%%
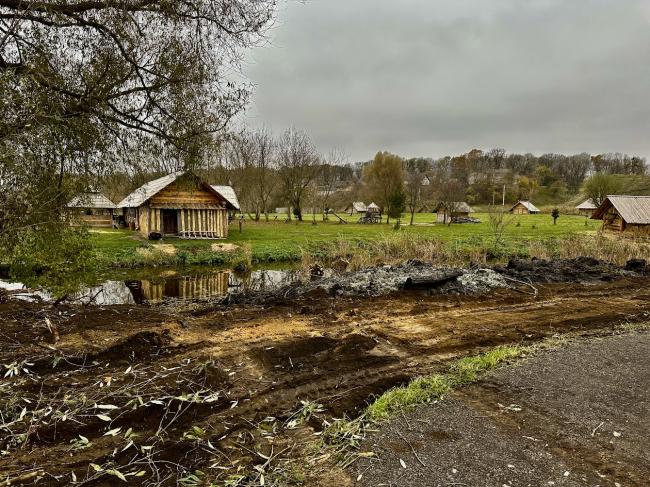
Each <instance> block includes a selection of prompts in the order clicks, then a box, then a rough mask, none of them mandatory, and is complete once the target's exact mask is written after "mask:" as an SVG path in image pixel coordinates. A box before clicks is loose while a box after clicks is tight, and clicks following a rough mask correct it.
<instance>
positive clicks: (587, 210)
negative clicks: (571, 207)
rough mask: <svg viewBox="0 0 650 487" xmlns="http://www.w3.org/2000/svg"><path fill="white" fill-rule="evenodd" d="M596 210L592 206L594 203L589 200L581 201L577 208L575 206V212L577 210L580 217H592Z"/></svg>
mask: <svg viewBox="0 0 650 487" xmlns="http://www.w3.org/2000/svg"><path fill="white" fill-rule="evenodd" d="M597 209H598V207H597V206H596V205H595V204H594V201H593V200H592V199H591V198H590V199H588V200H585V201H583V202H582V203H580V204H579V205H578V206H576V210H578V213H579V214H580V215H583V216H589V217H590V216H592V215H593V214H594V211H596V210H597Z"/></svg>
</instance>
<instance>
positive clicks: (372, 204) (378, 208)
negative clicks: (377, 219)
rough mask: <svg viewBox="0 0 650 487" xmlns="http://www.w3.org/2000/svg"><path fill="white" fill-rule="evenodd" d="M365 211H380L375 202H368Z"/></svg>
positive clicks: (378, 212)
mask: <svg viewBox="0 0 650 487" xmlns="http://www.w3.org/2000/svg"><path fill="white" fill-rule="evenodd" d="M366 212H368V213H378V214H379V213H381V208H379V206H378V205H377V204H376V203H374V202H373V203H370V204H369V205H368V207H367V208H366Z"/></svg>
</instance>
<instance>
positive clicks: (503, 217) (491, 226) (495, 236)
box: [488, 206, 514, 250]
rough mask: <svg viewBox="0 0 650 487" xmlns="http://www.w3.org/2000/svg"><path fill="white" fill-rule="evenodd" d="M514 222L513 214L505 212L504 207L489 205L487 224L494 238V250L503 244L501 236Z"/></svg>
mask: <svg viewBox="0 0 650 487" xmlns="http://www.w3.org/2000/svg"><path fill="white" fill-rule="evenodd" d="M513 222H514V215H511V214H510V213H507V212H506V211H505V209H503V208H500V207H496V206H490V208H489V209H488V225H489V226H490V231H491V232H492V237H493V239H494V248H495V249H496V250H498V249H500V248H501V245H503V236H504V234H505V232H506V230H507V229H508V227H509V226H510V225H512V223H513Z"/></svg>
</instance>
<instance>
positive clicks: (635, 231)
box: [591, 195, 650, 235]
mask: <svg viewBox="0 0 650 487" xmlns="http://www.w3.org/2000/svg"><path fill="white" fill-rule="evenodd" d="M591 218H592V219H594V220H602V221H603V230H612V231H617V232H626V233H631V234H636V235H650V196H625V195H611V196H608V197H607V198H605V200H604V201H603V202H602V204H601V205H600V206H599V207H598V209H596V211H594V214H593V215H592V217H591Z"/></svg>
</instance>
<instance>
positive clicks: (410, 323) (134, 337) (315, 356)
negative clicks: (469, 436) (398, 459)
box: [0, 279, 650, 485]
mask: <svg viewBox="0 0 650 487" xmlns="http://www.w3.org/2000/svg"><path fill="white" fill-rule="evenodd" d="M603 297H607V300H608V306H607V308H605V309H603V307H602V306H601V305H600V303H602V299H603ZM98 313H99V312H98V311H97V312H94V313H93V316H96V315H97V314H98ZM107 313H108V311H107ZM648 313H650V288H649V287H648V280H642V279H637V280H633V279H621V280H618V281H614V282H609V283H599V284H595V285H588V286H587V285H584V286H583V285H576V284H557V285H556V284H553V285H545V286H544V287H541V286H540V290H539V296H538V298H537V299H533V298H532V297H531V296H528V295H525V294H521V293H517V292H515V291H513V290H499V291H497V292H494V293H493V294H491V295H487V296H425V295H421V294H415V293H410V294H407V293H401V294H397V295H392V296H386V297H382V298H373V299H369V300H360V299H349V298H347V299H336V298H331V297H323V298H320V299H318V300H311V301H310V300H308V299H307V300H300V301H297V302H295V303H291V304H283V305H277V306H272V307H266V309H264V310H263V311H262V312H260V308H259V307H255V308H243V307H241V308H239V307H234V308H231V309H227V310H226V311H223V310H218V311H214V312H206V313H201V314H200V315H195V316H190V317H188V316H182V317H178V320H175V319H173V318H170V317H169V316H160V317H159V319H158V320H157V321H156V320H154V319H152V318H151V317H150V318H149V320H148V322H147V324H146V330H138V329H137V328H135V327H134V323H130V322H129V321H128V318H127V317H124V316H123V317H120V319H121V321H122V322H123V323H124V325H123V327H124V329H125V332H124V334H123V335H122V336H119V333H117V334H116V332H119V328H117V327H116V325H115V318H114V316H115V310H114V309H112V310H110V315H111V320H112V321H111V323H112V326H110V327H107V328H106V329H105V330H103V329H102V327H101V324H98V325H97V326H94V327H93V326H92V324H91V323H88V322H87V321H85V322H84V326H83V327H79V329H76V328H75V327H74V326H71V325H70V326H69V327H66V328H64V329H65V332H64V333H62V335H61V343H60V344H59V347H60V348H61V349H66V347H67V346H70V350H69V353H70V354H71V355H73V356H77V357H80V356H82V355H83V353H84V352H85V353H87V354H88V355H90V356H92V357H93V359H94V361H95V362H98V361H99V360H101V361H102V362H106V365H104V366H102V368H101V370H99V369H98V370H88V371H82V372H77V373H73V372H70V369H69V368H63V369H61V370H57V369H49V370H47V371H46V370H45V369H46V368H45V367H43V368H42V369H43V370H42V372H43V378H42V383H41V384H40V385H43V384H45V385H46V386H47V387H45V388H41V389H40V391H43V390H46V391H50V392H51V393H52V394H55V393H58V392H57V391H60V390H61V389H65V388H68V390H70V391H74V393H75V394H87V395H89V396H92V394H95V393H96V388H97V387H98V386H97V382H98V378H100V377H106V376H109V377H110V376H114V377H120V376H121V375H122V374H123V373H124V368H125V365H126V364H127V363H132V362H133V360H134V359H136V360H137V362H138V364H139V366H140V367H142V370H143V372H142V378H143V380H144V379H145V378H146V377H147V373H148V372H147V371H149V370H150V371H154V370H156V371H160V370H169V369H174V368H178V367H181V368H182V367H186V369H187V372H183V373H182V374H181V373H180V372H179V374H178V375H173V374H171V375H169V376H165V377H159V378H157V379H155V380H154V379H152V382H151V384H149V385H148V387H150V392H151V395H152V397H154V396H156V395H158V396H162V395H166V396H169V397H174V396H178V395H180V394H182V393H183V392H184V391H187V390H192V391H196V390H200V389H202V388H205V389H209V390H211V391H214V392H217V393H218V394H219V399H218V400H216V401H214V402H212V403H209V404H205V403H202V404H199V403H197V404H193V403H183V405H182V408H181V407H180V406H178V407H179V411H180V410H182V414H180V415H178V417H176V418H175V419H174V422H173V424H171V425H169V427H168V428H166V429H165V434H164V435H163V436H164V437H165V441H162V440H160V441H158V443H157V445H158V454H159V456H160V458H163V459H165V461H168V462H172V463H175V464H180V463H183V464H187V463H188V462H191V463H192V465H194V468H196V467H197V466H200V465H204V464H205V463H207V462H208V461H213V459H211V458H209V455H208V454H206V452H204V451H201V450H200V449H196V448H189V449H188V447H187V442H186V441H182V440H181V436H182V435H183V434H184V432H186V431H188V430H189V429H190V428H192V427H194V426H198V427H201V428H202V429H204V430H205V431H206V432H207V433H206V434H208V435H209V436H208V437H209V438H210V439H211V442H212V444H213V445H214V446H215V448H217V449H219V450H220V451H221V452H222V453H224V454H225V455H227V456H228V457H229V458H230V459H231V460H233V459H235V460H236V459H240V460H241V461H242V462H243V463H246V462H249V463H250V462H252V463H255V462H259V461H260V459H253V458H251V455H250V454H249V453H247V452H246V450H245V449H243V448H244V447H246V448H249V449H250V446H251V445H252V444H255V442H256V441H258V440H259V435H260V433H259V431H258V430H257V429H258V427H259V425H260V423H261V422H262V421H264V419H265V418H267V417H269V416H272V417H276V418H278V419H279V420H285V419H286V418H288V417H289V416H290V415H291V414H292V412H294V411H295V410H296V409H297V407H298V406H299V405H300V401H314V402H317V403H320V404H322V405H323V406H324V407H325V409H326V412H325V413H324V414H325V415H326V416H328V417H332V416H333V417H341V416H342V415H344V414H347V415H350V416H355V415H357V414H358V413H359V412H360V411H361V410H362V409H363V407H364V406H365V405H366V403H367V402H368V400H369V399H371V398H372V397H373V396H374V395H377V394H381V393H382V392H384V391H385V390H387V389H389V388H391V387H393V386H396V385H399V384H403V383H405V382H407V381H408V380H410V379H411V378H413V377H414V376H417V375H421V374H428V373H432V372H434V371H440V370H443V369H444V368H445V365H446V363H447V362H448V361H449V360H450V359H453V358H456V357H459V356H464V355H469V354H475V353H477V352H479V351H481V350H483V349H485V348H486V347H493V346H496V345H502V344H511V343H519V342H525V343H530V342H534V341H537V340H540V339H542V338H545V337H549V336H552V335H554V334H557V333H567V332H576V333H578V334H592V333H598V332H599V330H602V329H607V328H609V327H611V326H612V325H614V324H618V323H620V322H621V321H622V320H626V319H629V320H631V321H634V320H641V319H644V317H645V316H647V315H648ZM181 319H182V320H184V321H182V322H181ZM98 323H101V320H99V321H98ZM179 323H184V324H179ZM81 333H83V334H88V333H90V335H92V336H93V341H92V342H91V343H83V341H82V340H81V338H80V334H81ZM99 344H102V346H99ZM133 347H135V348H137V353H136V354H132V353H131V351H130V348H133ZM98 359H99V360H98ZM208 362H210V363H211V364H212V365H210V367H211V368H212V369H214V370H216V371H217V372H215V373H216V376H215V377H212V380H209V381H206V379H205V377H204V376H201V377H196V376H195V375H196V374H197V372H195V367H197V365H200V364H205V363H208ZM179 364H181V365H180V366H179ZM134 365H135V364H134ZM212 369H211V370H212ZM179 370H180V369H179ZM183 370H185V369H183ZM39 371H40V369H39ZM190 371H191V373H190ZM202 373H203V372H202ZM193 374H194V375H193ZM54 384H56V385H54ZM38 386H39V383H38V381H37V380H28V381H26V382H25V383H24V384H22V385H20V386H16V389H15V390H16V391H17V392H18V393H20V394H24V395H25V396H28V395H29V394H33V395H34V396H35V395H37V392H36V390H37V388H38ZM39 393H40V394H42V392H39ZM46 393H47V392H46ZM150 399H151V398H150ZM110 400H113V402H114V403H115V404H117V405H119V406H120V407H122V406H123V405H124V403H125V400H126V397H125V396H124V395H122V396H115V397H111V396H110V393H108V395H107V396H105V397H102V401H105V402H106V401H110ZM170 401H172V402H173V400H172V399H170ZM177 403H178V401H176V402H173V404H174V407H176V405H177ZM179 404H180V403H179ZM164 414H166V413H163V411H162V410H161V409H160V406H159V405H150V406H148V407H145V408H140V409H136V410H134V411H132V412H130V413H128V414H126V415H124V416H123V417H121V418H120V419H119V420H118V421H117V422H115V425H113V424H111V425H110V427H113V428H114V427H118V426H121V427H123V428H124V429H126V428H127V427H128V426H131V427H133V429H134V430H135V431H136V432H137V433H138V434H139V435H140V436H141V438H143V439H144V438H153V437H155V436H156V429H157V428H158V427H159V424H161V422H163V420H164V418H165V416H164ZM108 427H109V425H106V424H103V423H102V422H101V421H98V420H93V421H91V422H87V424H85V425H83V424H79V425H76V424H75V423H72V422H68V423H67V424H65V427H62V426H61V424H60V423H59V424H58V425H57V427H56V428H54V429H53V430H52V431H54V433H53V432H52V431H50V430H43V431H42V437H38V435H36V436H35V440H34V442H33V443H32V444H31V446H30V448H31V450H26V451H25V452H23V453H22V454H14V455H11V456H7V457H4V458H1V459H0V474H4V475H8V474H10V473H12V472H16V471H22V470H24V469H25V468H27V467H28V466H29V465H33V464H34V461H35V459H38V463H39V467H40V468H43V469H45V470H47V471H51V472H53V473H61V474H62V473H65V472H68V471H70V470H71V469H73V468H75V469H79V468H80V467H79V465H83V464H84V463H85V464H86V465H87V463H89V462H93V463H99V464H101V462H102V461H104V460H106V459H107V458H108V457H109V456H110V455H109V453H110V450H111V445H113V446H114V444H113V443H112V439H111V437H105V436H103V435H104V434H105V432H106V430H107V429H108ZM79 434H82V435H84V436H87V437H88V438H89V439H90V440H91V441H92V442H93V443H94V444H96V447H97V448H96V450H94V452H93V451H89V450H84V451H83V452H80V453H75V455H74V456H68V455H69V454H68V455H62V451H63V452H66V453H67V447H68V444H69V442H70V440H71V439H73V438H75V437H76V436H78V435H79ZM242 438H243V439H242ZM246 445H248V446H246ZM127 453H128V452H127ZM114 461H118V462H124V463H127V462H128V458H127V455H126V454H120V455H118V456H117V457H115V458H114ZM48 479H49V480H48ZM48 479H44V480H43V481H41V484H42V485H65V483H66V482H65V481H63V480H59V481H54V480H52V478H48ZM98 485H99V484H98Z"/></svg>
%%
__The task__
Report every line of the items above that contains the string "clicks", copying each line in full. Match case.

__Solution__
Each <instance> block includes a selection of prompts in the order clicks, then a box, then a rough mask, none of them mandatory, and is complete once the target's exact mask is written after "mask:" as an SVG path in image pixel coordinates. A box before clicks is loose while a box after clicks is tight, and clicks following a rough mask correct it.
positive clicks: (587, 210)
negative clicks: (571, 207)
positive clicks: (372, 204) (378, 208)
negative clicks: (377, 219)
positive clicks: (378, 212)
positive clicks: (503, 217) (491, 226) (495, 236)
positive clicks: (635, 231)
positive clicks: (410, 323) (134, 337) (315, 356)
negative clicks: (469, 436) (398, 459)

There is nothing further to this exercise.